***** Data extract

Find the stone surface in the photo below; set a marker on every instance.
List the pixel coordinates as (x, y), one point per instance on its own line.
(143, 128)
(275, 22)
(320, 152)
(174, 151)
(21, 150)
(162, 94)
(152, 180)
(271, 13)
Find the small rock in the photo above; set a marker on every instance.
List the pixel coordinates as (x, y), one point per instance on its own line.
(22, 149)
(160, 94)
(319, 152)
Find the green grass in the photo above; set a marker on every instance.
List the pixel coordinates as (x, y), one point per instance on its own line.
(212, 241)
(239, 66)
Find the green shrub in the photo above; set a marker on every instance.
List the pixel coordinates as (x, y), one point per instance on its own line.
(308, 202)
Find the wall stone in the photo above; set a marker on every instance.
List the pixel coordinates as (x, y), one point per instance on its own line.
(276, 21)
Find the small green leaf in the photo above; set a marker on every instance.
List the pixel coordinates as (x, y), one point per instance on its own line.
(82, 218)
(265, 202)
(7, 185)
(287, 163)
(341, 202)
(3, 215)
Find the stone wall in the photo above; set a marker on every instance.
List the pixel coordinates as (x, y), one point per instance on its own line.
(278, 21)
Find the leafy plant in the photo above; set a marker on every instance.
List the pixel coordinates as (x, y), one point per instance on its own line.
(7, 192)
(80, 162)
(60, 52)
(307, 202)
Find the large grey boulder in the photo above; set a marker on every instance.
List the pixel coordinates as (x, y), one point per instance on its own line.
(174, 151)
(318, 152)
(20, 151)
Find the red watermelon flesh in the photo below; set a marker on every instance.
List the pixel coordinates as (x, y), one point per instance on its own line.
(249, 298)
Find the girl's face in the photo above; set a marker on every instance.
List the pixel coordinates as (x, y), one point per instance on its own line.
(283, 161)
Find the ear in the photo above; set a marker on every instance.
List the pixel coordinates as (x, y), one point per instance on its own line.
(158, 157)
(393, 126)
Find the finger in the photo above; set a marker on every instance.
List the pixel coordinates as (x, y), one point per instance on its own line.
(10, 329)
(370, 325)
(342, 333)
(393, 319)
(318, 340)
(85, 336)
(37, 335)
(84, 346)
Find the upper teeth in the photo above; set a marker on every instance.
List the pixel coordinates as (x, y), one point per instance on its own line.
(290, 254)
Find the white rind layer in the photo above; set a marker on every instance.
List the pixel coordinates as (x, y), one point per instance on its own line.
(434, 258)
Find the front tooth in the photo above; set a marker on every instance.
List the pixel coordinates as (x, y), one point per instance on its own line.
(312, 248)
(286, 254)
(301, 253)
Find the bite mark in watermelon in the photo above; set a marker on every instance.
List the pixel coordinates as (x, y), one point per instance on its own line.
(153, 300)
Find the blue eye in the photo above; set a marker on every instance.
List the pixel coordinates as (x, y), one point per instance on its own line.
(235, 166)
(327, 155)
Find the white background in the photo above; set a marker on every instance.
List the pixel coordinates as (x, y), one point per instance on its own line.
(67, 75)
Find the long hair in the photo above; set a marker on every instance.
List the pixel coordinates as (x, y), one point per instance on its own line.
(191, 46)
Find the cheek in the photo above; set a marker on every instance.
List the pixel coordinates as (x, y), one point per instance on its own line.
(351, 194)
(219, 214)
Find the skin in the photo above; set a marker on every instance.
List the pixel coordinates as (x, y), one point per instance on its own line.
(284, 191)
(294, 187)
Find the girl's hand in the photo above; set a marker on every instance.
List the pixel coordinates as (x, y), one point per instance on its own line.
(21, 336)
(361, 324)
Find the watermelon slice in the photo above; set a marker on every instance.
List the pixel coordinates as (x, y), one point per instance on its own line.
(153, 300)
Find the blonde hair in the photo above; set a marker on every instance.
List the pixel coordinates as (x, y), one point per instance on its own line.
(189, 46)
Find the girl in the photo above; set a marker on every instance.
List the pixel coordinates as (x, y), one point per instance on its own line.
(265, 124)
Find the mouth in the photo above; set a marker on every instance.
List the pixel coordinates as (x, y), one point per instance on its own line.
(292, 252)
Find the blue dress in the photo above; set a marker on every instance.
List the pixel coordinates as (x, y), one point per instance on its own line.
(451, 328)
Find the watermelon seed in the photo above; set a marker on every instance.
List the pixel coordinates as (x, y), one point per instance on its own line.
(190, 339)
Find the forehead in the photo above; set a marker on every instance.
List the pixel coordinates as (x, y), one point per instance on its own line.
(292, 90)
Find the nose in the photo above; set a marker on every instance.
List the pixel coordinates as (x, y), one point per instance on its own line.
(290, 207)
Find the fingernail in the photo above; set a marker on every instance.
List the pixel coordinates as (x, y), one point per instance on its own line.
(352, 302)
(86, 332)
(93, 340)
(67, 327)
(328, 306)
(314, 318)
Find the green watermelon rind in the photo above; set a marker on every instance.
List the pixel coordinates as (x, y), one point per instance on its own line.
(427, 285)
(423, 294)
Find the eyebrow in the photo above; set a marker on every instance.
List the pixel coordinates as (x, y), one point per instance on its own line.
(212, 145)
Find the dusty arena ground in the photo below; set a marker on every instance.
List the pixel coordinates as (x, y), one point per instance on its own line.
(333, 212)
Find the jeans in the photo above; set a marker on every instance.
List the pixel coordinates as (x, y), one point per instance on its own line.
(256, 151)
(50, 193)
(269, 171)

**********

- _What you should do_
Output all the lines above. Keep each one exact.

- _Problem solution_
Find the stone surface in the photo below; set a marker on every instance.
List the pixel coordinates as (x, y), one point per instance on its own line.
(143, 128)
(275, 22)
(320, 152)
(174, 151)
(21, 150)
(162, 94)
(152, 180)
(271, 13)
Find the small rock in the photo above; set a marker on every instance.
List the pixel coordinates as (x, y), one point per instance on its own line.
(22, 149)
(160, 94)
(319, 152)
Find the green grass in the photo above; set a marker on every instance.
List the pixel coordinates as (x, y), one point per instance on its own line.
(212, 241)
(239, 66)
Find the green shrub in the photo above; set a marker on every instance.
List the pixel coordinates as (x, y), one point per instance on its own line.
(308, 202)
Find the wall stone in the photo above; set a marker on every instance.
List the pixel coordinates as (x, y), one point per instance on its own line.
(276, 21)
Find the small green leaf in the photo above; set a marker on every instance.
List the pixel coordinates as (x, y), one point per instance on its own line.
(82, 218)
(265, 202)
(7, 185)
(287, 163)
(341, 202)
(3, 215)
Find the stone wall in the photo above; set a marker on every instance.
List the pixel coordinates as (x, y), one point per instance on its own line.
(278, 21)
Find the leafy plant in the photo above; set a marker on every instance.
List the pixel coordinates as (x, y), one point per instance on its own line.
(7, 192)
(80, 162)
(60, 52)
(307, 202)
Find the large grey boulder in the photo above; set a marker on every instance.
List the pixel coordinates as (x, y), one point per instance on its own line.
(174, 151)
(318, 152)
(20, 151)
Find the red watermelon flesh in the photo below; set a marker on every instance.
List the pixel coordinates as (x, y), one point per instance on its own line.
(249, 298)
Find the girl's face in the photo above; set a marker on every instance.
List the pixel coordinates as (x, y), one point per instance on its own line.
(283, 161)
Find the ear in the photo above; set a marker on every instance.
List the pixel coordinates as (x, y), one point per instance on its own line.
(158, 157)
(393, 126)
Find the finger in the photo above; set a marker on every instance.
List the pixel coordinates as (x, y), one point per instance on its own line.
(10, 329)
(370, 325)
(342, 333)
(393, 319)
(318, 340)
(85, 336)
(37, 335)
(84, 346)
Find the upper teeth in the photo above; set a marker on every instance.
List the pixel coordinates as (x, y), one point per instance on its own line.
(290, 254)
Find the white rind layer in the photo above; set a marker on every instance.
List the pixel coordinates as (x, y), one point per instance on its own line.
(434, 258)
Find the front tooth in the photo above; set a marker on every instance.
List the pixel coordinates as (x, y), one point per instance on its own line.
(312, 248)
(286, 254)
(301, 253)
Find the bite mark in watermelon in the photo above; set a marker on every instance.
List the pixel coordinates as (x, y), one point per instance on its own line.
(153, 300)
Find the blue eye in the photo above; set a marker on every instance.
List the pixel coordinates as (x, y), one point per instance on its own line.
(235, 166)
(327, 155)
Find the white background in the photo above; set a marker on every instance.
List the pixel coordinates as (x, y), one point per instance on its own line.
(67, 75)
Find the long hair in the photo above; set a marker on every instance.
List the pixel coordinates as (x, y), one point per instance on its own line.
(191, 46)
Find the cheek in the photo above; set a marker on every instance.
List the pixel coordinates as (x, y), one point per instance on its own line.
(351, 194)
(219, 214)
Find the skin in the photo above; set a marker on every instance.
List the pixel coordinates as (x, y), one point per instance on its own line.
(284, 191)
(294, 187)
Find the girl's hand in the photo above; set a marker on every instance.
List the pixel coordinates as (x, y), one point per instance on its own line.
(21, 336)
(361, 324)
Find the watermelon slice in the photo above; set a marker on every instance.
List the pixel coordinates as (x, y), one point per instance on its own line.
(153, 300)
Find the blonde hair in the photo above; set a marker on every instance.
List the pixel coordinates as (x, y), one point per instance on its own line.
(189, 46)
Find the girl in the photo above; set a marker on every instance.
List the pixel coordinates as (x, y), one point per instance on its own line.
(265, 124)
Find the mouth in the photo above; set a marker on every instance.
List the pixel coordinates as (x, y), one point per instance on its own line.
(292, 252)
Find the blue dress in the photo above; set a marker on every instance.
List the pixel coordinates as (x, y), one point per instance on its own line.
(451, 328)
Find the watermelon seed in the photo above; set a marker on every instance.
List the pixel coordinates as (x, y), one point per instance on its own line.
(190, 339)
Find the forehead in the photo above; set a marker on every instance.
List the pixel coordinates as (x, y), one point per instance on its own line.
(292, 90)
Find the nose in the photo above; set a marker on every instance.
List the pixel coordinates as (x, y), one point per instance on its own line.
(290, 207)
Find the fingernail in the photo above; set a marker on every instance.
List the pixel coordinates as (x, y), one point per instance on its own line.
(352, 302)
(86, 332)
(93, 340)
(67, 327)
(328, 306)
(314, 318)
Find the green watermelon rind in the photo above; set a marker on every instance.
List the pixel coordinates as (x, y), one point per instance on its own line.
(427, 285)
(423, 294)
Find the eyebrow in the photo above; set a marker on every instance.
List the pixel coordinates as (x, y), one point per instance on its own line.
(212, 145)
Find the dusty arena ground in the photo below; set a marker on every instance.
List the pixel coordinates as (x, y), one point per instance on its own line.
(333, 212)
Find the jeans in the photo above; set a marker on every instance.
List the pixel coordinates as (x, y), one point per instance on its own line.
(256, 151)
(50, 193)
(269, 171)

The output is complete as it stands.